TEKST OM TE LEZEN ->
Laodicea vandaag,

Het is vandaag al weer de vierde dag van de lijdenstijd, tegenwoordig vaak veertigdagentijd genoemd. Die laatste benaming lijkt wel een eufemisme (verzachting), omdat de mens van tegenwoordig, ook de gelovige, niet graag met lijden wordt geconfronteerd en er het liefste verre van blijft. Desondanks belijden we met elkaar in de Una Sancta, de ene, algemene, christelijke en apostolische kerk van alle eeuwen dat alleen door het lijden en strijden van Christus Jezus, door Zijn kruisdood en opstanding, ons het eeuwige leven geschonken is. Daarom heet ons geloof ‘christelijk’ en hoort onze verkondiging ‘christocentrisch’ te zijn. De Heer Jezus dient in het middelpunt te staan. Paulus schrijft het zo mooi aan de Korintiërs: ‘Ook ben ik, toen ik tot u kwam, broeders, niet met schittering van woorden of wijsheid u het getuigenis van God komen brengen. Want ik had niet besloten iets te weten onder u, dan Jezus Christus en die gekruisigd’ (1Kor.2:1,2). En apostel Petrus, getuige van de omwandeling van de Heer op aarde, inclusief Zijn lijden en sterven, schrijft: ‘Die zelf onze zonden in zijn lichaam op het hout gebracht heeft, opdat wij, aan de zonden afgestorven, voor de gerechtigheid zouden leven; en door zijn striemen zijt gij genezen (1Pet.2:24).

INVOERRIJEN ->
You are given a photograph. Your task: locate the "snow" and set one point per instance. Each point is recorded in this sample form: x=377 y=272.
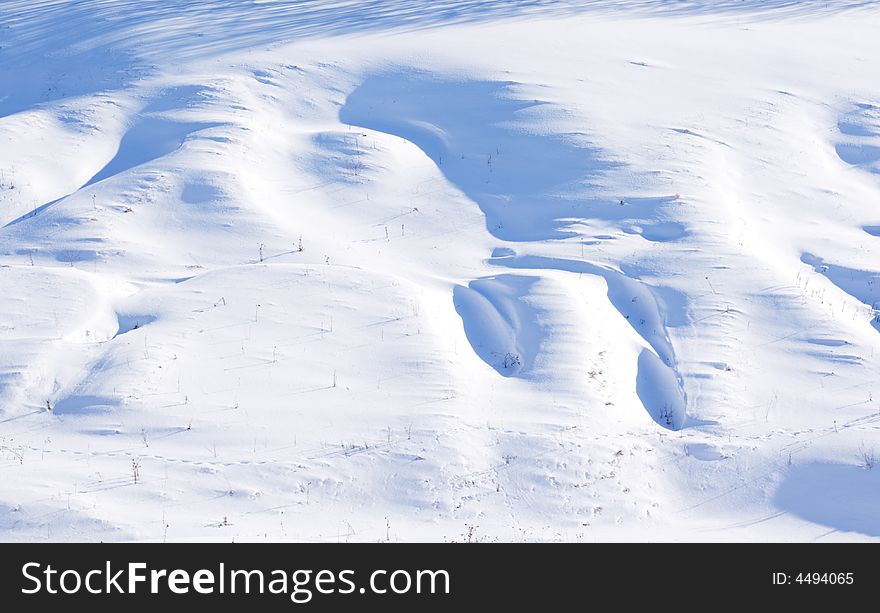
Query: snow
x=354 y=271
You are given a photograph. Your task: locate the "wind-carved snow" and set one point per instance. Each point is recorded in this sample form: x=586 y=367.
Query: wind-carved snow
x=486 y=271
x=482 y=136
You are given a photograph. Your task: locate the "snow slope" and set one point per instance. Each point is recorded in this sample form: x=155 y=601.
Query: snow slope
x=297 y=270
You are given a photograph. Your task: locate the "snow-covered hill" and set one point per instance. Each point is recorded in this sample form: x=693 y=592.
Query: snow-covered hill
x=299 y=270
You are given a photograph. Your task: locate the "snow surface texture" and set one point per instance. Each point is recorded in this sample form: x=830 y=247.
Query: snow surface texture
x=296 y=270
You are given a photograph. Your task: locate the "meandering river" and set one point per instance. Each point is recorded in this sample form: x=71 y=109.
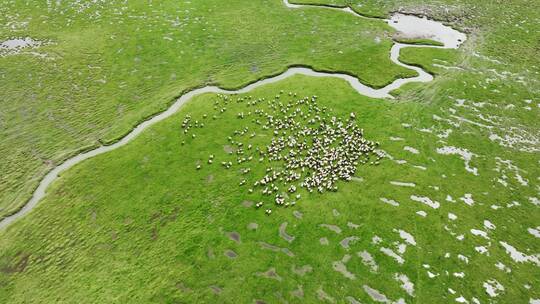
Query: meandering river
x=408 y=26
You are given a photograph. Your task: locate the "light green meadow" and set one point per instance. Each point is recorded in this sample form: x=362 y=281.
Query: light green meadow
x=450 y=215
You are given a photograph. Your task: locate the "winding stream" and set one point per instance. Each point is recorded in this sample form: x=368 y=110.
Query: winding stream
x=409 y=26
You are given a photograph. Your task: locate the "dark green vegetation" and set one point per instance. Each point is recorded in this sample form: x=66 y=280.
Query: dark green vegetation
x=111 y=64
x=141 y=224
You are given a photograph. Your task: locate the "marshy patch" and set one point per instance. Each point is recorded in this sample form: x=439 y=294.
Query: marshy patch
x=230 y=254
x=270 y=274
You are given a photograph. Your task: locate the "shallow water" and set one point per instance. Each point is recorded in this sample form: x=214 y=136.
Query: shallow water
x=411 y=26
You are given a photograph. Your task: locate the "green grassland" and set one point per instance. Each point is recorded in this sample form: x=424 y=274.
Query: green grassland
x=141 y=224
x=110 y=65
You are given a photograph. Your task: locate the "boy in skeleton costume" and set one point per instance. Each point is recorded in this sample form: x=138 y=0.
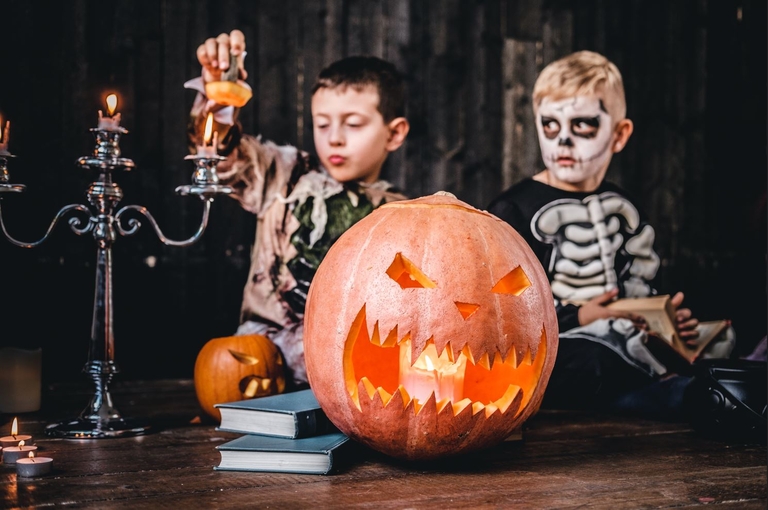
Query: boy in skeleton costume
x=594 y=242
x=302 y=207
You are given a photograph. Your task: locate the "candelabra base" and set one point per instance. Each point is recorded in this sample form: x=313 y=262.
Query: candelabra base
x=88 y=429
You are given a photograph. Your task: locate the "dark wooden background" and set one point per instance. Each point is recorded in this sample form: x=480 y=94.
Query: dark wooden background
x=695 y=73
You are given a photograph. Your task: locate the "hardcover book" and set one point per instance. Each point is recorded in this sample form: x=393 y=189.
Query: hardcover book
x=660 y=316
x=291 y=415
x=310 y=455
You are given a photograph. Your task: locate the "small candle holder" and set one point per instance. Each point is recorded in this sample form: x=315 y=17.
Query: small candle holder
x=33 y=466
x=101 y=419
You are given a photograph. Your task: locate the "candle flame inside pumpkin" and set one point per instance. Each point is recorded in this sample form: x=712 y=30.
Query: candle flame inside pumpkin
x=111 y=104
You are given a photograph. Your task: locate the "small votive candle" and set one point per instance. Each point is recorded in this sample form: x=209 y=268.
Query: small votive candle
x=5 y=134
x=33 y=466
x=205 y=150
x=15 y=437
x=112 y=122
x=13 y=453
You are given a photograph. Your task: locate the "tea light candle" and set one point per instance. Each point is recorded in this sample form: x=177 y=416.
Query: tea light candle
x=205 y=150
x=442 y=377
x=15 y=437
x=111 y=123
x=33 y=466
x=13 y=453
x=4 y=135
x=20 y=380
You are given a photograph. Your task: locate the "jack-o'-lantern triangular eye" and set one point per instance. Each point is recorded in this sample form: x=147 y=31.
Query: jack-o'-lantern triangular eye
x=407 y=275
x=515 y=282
...
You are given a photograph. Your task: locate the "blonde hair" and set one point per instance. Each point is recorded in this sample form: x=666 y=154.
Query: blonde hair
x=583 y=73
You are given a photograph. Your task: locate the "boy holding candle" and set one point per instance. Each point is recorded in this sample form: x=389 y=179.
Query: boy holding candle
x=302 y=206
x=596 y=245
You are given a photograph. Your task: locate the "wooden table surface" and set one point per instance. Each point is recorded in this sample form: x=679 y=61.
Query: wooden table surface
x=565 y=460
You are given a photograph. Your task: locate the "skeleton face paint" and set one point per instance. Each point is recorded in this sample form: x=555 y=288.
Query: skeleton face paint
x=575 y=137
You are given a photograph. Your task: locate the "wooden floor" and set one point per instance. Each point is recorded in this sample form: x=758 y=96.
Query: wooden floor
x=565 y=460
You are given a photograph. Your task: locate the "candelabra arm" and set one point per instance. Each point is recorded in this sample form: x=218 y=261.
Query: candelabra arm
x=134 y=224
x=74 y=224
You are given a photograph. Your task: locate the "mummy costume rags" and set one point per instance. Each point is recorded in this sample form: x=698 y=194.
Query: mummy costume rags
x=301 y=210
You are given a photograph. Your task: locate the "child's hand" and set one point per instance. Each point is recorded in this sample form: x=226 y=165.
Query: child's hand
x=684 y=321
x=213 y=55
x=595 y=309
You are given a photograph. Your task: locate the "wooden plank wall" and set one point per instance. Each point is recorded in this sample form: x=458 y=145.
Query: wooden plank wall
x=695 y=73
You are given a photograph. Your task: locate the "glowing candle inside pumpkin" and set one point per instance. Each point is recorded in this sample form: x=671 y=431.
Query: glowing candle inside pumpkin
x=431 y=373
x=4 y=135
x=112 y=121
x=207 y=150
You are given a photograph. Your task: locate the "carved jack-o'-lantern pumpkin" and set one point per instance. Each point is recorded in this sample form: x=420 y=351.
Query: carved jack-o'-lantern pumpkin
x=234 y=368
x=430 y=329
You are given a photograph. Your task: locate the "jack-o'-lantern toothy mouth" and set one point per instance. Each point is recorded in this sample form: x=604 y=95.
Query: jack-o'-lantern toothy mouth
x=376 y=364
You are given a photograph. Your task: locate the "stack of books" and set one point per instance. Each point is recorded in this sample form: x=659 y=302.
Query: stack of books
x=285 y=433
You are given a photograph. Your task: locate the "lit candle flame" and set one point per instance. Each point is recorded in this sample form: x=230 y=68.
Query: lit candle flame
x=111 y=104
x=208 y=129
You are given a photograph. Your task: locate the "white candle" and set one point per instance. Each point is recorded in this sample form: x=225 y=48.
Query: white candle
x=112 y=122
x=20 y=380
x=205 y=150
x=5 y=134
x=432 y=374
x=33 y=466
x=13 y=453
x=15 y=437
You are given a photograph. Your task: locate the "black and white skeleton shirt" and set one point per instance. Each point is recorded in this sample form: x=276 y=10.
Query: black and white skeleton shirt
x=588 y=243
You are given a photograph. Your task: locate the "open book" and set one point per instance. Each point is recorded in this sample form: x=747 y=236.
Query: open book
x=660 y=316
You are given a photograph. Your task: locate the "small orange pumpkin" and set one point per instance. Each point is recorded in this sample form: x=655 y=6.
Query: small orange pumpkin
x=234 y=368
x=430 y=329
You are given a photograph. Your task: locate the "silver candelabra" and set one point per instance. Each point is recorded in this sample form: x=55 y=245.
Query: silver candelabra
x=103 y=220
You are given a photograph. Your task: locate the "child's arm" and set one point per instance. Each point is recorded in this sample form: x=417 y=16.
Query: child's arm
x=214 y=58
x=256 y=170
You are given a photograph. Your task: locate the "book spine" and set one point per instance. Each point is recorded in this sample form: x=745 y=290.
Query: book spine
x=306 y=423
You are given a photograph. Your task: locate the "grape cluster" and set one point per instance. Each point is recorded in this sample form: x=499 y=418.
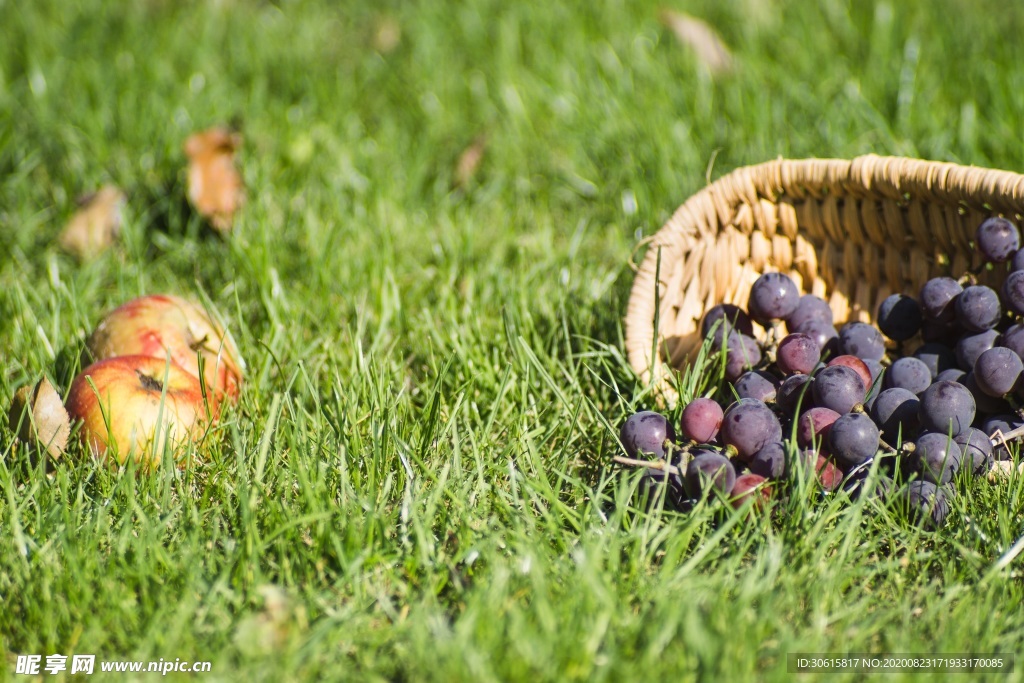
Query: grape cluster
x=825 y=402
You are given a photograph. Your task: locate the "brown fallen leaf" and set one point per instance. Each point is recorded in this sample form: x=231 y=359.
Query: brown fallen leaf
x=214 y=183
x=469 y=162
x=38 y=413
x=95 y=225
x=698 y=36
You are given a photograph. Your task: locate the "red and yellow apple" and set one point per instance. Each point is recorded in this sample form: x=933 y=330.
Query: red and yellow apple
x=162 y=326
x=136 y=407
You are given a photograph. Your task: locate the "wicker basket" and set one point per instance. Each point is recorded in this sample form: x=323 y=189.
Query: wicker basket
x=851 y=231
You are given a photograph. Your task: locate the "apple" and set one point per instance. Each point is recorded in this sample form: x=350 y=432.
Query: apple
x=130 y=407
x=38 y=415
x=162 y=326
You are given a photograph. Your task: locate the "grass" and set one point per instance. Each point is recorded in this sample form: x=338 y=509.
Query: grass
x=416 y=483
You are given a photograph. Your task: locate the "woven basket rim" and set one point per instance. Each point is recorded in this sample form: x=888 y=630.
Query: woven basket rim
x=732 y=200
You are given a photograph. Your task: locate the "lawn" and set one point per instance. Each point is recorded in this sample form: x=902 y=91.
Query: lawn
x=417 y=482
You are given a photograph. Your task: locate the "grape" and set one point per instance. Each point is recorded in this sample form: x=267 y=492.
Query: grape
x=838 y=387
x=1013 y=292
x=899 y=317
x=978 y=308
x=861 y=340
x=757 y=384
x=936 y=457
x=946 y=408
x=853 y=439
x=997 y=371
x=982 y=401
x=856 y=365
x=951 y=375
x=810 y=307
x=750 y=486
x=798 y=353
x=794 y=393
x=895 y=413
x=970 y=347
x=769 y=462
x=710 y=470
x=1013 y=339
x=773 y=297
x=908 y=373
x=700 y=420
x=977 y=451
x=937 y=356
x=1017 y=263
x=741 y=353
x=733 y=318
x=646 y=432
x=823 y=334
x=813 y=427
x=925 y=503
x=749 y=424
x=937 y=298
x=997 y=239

WAT TE DOEN ->
1: Haal alle rijen eruit waarin het woord "wall" voorkomt, en neem die rijen ongewijzigd over.
2: Zet het stuk over de lijdenstijd voort, te beginnen na de laatste zin.
De tekst en de rijen komen uit verschillende bronnen.

ANTWOORDEN ->
1:
You are given a photograph. Your task: locate the "wooden plank wall" and set one point per instance. Each point is recorded in this sample form: x=458 y=145.
Query: wooden plank wall

2:
De lijdenstijd bepaalt ons bij wat onze Heer en Herder heeft moeten lijden, opdat we iets kunnen begrijpen en verstaan van de onmetelijke liefde van God voor de mensen (Joh.3:16,17). De Vader zond Zijn Zoon met heel goede redenen: ‘De Geest des Heren HEREN is op mij, omdat de HERE mij gezalfd heeft; Hij heeft mij gezonden om een blijde boodschap te brengen aan ootmoedigen, om te verbinden gebrokenen van hart, om voor gevangenen vrijlating uit te roepen en voor gebondenen opening der gevangenis’ (Jes.61:1). Hier is sprake van ootmoedigen, gebrokenen en gevangenen. Het betreft hier degenen die zich bewust zijn van hun kleinheid, van hun zonden en van hun armetierige staat. In Gods koninkrijk vindt hoogmoed geen plaats. Gods Geest moet de kans krijgen te overtuigen van zonde (Joh.16:8). Dat vraagt geloof en de moed in de spiegel te kijken om te ontdekken dat men zwart is als de tenten van Kedar. Maar weet dan de Bruidegom van het Hooglied in liefde gevallen is voor Zijn liefste, die donker is van huid, doch bekoorlijk (Hoogl.1:5). Zo kon Paulus de gemeente te Efeze schrijven: ‘Wandelt in de liefde, zoals ook Christus u heeft liefgehad en Zich voor ons heeft overgegeven als offergave en slachtoffer, Gode tot een welriekende reuk’ (Ef.5:2).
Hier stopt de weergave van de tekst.